"Pelagic" refers to the swimmers and drifters above the bottom; the main subcategories are plankton--organisms at the mercy of currents - and nekton - animals that can outswim currents. Pelagic zones are divided into layers:
Epipelagic: The familiar surface waters, where most of the energy input (sunlight) occurs, and food chains begin primarily with phytoplankton ("plant drifters"; mostly microscopic algae such as diatoms). Life can be abundant, if nutrients and sunlight are plentiful. By far the most studied habitat, it goes only to a maximum of 200m deep (maximum depth of light adequate for photosynthesis). Consider that in comparison to the average ocean depth at 4000m, going down to 11,000m! See also our Epipelagic page.
Meso-, Bathy-, Abysso-, Hado-Pelagic: Below the epipelagic in the deeper zones, food chains are energy-poor (due to lack of sunlight) and usually begin with detritus and bacteria. Since no algae can grow in these zones, life gets sparser the deeper one goes. Most animals have watery, gelatinous low-energy muscles and other tissues, and sluggish, low-metabolism lifestyles.
These features were originally thought to be ways to cope with low food energy--the "low-energy" hypothesis - but the features are also found in animals near Hawaii where there is more food available than in temperate zones. The alternative"visual-interactions" hypothesis proposes that the lack of light means that animals with eyes do not need robust muscles since they only need to be able to dart briefly in the darkness when a predator or prey come close enough to see.

● TASK OBJECTIVE
Rewrite the passage of the pelagic zones text starting at "Meso-, Bathy-, Abysso-, Hado-Pelagic: Below" and ending at "enough to see.", putting "theory" in place of "hypothesis".

● EXTRACTED DATA
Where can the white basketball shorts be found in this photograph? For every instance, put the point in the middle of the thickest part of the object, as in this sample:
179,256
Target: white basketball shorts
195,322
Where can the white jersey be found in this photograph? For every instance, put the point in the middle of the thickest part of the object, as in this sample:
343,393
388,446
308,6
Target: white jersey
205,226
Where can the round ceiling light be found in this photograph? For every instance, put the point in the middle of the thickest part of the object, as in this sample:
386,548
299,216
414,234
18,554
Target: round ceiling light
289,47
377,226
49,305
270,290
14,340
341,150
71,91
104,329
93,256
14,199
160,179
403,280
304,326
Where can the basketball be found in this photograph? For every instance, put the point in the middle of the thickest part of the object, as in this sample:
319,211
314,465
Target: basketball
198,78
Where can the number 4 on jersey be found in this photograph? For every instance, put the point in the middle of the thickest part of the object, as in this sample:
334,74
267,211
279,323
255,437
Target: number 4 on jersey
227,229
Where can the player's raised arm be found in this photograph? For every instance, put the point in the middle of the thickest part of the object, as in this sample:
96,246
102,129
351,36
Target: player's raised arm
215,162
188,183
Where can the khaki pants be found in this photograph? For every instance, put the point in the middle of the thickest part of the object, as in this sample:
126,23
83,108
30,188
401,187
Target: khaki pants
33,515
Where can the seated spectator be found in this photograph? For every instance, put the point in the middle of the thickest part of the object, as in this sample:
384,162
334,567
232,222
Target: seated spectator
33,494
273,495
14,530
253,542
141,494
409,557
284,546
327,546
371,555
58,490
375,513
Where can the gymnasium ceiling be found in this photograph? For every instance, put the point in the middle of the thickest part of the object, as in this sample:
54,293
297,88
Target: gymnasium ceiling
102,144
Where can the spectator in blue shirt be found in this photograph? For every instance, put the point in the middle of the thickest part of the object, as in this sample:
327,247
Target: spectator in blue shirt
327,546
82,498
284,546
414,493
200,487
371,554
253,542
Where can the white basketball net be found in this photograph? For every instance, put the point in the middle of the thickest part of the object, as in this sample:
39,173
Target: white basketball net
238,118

* * *

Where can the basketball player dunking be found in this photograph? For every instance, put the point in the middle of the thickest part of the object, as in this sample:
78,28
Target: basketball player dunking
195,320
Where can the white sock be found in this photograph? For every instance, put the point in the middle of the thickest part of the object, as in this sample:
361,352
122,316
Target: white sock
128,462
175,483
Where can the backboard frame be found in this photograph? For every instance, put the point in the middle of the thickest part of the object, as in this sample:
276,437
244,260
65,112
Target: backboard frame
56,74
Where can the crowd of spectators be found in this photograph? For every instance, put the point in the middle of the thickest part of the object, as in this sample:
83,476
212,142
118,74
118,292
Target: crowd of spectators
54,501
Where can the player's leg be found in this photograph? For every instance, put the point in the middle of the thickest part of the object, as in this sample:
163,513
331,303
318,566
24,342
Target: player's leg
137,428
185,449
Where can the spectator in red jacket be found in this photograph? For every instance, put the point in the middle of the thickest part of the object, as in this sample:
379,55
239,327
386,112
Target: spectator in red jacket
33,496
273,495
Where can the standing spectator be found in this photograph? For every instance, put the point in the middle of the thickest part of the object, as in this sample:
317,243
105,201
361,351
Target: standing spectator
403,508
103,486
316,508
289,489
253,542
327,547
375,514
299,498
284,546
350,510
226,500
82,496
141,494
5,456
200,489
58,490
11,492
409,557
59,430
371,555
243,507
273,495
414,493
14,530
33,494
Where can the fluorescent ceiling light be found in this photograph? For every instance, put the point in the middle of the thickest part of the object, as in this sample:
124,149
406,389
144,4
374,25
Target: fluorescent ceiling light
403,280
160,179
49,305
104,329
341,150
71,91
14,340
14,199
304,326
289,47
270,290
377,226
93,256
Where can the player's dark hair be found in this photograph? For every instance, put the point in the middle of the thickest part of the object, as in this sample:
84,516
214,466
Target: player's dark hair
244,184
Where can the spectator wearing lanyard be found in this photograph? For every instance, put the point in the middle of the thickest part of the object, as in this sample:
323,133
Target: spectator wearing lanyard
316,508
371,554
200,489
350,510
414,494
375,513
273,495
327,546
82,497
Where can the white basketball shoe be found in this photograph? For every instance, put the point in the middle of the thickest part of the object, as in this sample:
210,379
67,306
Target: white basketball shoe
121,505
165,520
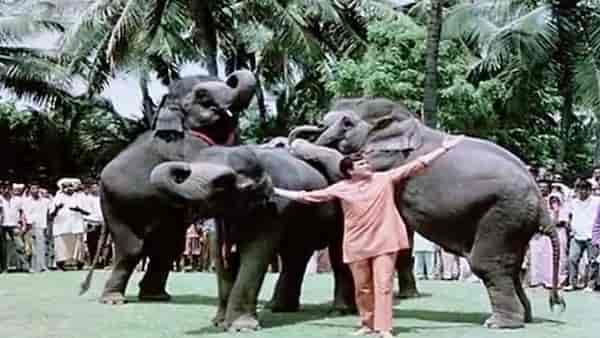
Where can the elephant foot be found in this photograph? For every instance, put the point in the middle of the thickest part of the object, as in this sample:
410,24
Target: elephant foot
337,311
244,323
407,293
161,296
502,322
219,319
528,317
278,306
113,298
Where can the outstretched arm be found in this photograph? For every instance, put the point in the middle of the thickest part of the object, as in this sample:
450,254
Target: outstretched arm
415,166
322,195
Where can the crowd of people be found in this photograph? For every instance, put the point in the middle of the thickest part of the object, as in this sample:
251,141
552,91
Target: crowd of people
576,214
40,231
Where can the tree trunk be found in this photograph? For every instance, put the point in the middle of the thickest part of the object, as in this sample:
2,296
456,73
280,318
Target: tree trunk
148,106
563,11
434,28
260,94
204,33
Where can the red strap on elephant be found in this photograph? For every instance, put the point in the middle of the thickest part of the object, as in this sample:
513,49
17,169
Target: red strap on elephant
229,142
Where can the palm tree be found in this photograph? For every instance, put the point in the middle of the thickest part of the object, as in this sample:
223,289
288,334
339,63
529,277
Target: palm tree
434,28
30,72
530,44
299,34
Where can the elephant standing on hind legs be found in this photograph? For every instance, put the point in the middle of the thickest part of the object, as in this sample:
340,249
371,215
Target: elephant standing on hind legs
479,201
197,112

● EXPECTED OUTPUT
Meso-, Bathy-, Abysso-, Hado-Pelagic: Below the epipelagic in the deeper zones, food chains are energy-poor (due to lack of sunlight) and usually begin with detritus and bacteria. Since no algae can grow in these zones, life gets sparser the deeper one goes. Most animals have watery, gelatinous low-energy muscles and other tissues, and sluggish, low-metabolism lifestyles.
These features were originally thought to be ways to cope with low food energy--the "low-energy" theory - but the features are also found in animals near Hawaii where there is more food available than in temperate zones. The alternative"visual-interactions" theory proposes that the lack of light means that animals with eyes do not need robust muscles since they only need to be able to dart briefly in the darkness when a predator or prey come close enough to see.